== LISTED RECORDS ==
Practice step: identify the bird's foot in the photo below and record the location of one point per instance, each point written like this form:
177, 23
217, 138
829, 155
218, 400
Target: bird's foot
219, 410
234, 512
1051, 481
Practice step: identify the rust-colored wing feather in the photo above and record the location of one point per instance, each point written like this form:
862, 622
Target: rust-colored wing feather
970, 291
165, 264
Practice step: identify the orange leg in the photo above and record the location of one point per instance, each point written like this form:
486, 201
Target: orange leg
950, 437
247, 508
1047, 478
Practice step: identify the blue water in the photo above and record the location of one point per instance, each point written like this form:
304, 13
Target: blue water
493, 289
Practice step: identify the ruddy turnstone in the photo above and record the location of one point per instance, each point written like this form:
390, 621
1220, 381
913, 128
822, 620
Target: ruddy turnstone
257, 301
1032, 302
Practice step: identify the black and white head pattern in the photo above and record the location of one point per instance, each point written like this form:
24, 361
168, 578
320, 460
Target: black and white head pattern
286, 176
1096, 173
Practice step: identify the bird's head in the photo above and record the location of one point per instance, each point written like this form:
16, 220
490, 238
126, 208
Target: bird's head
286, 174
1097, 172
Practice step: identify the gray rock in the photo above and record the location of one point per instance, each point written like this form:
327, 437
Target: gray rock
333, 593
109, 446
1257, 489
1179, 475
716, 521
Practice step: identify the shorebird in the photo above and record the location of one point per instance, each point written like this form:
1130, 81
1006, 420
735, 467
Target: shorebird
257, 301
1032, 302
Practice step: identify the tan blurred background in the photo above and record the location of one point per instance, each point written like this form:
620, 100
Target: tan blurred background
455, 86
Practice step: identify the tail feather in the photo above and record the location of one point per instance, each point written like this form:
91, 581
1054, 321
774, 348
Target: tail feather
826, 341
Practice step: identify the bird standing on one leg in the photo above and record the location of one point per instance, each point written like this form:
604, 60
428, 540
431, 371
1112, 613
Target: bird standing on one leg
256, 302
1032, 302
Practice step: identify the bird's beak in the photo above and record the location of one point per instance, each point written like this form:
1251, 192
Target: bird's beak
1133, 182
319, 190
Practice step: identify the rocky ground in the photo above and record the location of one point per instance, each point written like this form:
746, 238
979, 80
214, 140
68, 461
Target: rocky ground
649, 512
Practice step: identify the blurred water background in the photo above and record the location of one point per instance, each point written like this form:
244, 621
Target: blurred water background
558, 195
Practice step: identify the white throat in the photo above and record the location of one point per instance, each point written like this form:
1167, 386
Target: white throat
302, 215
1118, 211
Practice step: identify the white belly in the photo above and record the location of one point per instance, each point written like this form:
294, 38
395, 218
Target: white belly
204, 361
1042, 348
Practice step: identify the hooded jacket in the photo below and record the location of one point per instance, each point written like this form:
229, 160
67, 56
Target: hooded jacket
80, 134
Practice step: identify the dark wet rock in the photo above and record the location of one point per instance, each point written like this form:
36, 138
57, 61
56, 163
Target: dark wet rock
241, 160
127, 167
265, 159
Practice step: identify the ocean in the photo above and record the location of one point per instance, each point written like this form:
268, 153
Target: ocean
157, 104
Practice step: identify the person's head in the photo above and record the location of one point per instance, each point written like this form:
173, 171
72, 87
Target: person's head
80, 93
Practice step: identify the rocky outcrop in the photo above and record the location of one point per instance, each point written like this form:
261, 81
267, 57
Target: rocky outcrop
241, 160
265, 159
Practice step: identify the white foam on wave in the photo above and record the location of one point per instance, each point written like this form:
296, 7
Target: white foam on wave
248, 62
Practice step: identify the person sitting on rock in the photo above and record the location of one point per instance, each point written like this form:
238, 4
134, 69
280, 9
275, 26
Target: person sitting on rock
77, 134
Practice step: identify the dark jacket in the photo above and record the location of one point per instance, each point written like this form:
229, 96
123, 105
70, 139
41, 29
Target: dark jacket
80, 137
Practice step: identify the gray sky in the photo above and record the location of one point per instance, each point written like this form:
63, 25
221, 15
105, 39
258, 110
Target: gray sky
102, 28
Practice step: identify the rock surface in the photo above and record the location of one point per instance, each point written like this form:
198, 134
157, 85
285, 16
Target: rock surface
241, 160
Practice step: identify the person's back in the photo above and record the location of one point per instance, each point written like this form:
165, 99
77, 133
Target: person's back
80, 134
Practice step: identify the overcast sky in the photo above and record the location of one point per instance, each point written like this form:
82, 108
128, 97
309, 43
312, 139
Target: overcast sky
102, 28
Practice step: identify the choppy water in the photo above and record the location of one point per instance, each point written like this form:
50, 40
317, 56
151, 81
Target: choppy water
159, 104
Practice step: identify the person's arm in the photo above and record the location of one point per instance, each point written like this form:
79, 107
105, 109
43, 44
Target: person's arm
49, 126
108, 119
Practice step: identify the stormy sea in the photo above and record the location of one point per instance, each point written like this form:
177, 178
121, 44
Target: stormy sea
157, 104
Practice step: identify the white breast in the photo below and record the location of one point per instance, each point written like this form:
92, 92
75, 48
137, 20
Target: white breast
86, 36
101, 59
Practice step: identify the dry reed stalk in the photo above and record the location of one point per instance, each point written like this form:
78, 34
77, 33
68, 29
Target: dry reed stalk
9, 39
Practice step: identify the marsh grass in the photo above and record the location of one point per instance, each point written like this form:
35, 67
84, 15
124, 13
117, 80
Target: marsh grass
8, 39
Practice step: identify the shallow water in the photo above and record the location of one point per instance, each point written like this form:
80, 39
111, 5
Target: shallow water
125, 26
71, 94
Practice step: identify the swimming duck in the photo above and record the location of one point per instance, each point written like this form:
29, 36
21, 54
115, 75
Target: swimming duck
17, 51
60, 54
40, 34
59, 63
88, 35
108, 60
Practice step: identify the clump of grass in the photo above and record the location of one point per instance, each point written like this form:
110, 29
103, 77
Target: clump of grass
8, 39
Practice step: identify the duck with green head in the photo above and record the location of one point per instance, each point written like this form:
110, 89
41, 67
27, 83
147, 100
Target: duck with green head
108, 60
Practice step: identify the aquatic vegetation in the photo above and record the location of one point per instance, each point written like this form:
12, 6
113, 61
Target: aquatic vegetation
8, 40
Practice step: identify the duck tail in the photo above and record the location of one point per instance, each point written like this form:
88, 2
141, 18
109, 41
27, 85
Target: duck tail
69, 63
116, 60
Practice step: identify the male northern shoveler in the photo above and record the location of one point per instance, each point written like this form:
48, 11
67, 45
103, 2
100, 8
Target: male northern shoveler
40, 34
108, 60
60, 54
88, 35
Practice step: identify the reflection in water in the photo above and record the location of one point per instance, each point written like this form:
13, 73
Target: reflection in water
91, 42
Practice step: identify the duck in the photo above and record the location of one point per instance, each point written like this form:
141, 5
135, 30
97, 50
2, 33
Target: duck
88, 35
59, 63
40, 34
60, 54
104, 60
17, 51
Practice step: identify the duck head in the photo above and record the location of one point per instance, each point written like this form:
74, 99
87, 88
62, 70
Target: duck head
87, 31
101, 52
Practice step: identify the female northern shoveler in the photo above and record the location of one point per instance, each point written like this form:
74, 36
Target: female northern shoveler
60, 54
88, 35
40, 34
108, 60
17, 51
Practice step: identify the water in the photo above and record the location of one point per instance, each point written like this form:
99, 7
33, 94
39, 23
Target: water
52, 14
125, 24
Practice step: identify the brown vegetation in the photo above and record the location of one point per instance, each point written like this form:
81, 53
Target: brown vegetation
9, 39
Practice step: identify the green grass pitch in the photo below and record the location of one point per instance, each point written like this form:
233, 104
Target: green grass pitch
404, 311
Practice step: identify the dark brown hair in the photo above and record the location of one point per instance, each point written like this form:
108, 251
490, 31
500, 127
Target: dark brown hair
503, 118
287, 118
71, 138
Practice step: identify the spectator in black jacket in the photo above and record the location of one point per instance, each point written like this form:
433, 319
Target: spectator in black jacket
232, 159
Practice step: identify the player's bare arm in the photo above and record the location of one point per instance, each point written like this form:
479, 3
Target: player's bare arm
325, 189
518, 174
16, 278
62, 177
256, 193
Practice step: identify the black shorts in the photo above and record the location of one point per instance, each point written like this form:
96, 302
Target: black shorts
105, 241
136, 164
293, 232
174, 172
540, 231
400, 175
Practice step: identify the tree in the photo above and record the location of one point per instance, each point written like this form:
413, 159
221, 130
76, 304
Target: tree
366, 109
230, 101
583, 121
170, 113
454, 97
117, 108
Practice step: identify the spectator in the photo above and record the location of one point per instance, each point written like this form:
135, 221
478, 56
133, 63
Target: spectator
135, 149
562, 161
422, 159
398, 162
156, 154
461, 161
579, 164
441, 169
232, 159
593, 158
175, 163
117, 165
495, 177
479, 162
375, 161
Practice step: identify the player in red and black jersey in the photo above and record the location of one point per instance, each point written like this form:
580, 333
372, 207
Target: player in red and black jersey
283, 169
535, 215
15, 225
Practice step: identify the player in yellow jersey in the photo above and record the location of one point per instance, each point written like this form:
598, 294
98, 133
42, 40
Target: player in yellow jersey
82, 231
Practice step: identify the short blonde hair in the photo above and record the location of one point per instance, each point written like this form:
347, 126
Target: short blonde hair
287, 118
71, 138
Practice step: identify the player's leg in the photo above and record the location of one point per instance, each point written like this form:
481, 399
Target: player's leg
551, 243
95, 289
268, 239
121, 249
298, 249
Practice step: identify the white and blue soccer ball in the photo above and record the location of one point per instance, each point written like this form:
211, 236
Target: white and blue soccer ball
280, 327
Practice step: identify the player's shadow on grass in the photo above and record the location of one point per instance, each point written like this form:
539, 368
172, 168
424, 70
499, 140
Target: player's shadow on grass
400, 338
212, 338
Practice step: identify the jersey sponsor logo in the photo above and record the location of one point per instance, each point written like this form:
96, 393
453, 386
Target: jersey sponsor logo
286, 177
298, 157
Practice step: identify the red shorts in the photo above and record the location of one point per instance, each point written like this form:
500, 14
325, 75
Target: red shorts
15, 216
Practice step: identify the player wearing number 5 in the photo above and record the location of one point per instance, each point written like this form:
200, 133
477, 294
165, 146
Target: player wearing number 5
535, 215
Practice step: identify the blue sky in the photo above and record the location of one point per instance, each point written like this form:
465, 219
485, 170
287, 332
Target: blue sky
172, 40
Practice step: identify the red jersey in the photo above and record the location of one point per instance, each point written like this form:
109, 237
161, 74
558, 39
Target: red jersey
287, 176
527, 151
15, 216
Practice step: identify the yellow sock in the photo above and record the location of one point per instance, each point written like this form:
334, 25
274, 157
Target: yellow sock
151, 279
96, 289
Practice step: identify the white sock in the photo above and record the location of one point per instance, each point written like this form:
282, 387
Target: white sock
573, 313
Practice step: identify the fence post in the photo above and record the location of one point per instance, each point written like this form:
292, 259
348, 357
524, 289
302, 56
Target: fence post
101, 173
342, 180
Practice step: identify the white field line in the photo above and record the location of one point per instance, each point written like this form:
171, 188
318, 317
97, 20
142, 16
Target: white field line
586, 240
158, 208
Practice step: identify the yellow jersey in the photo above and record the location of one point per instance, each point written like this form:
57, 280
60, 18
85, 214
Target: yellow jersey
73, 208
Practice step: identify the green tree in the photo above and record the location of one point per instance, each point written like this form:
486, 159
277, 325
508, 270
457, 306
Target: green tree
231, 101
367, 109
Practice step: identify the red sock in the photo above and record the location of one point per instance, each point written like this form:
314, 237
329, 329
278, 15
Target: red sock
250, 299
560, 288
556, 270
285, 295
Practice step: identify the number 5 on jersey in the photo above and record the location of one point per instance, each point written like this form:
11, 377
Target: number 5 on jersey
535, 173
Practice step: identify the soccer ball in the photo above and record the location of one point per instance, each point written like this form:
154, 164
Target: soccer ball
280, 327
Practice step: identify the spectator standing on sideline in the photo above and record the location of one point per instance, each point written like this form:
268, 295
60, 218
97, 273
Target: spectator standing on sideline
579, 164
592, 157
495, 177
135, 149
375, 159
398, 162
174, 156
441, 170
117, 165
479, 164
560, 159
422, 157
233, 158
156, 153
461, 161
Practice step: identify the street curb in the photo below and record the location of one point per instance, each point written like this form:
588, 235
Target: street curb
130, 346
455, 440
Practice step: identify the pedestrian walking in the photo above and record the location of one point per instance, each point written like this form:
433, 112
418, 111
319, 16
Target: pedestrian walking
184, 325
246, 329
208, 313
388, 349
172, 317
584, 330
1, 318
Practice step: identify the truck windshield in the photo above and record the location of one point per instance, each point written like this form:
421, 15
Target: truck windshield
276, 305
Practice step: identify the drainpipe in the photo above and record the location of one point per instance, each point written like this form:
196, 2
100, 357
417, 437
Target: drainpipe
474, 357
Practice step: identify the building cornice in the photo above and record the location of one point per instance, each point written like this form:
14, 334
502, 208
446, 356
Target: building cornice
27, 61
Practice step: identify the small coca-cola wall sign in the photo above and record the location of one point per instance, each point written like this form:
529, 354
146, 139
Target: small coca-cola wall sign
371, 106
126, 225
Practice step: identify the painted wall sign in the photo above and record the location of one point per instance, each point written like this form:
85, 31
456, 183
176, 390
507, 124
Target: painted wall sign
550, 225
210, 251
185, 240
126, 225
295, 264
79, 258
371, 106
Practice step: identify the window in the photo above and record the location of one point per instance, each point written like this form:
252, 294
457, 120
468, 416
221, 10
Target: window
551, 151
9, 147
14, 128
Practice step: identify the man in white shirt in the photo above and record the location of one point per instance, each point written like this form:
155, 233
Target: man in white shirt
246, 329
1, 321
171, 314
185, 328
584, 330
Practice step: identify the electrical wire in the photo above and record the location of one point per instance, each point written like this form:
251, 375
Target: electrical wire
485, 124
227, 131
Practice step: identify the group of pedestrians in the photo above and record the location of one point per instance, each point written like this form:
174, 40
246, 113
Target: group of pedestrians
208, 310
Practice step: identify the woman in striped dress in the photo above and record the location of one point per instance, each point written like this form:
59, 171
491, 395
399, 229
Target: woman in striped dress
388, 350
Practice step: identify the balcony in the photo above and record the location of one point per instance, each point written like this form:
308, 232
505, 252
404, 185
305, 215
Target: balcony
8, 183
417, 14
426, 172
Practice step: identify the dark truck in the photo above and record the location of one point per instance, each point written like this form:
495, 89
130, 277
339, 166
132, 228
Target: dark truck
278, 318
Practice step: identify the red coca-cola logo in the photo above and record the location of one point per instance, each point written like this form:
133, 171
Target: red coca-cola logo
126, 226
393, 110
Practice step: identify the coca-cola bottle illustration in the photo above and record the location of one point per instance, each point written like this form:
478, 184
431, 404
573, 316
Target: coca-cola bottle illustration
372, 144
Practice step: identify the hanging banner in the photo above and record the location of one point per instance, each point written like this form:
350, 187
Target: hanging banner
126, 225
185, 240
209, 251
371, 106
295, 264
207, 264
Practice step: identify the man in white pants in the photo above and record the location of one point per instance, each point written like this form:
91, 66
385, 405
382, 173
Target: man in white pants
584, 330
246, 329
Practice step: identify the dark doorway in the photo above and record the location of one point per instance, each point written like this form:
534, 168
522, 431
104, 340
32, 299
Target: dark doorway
===
* TASK OBJECTIVE
Everything from the line containing "Practice step: identify the red coca-cola" to the end of the records must be written out exactly; include both of those lines and no others.

* WRITTEN SOLUTION
Practice step: identify the red coca-cola logo in the photo above and record the location of one point per instance, each point written like this form:
133, 171
Target: red coca-cola logo
126, 226
393, 110
Practice step: identify the coca-cola bottle illustration in the photo above and record the location of one point per instance, each point written like this form:
478, 184
431, 404
573, 316
Target: coca-cola bottle illustration
372, 144
Practice step: identify the hanging banner in the photo above and record the location of one point per instance, each point written like this form:
350, 187
Target: hanging banner
126, 225
185, 240
209, 251
371, 106
295, 264
207, 264
Practice step: identify the man in white pants in the photo above and record the location of one point per instance, each point written like this form:
91, 66
385, 405
382, 173
Target: man in white pants
584, 330
246, 329
Practice step: identify the dark doorway in the photo above and record the location of one point per instance, each point written like this form:
534, 168
522, 431
104, 340
32, 299
Target: dark doorway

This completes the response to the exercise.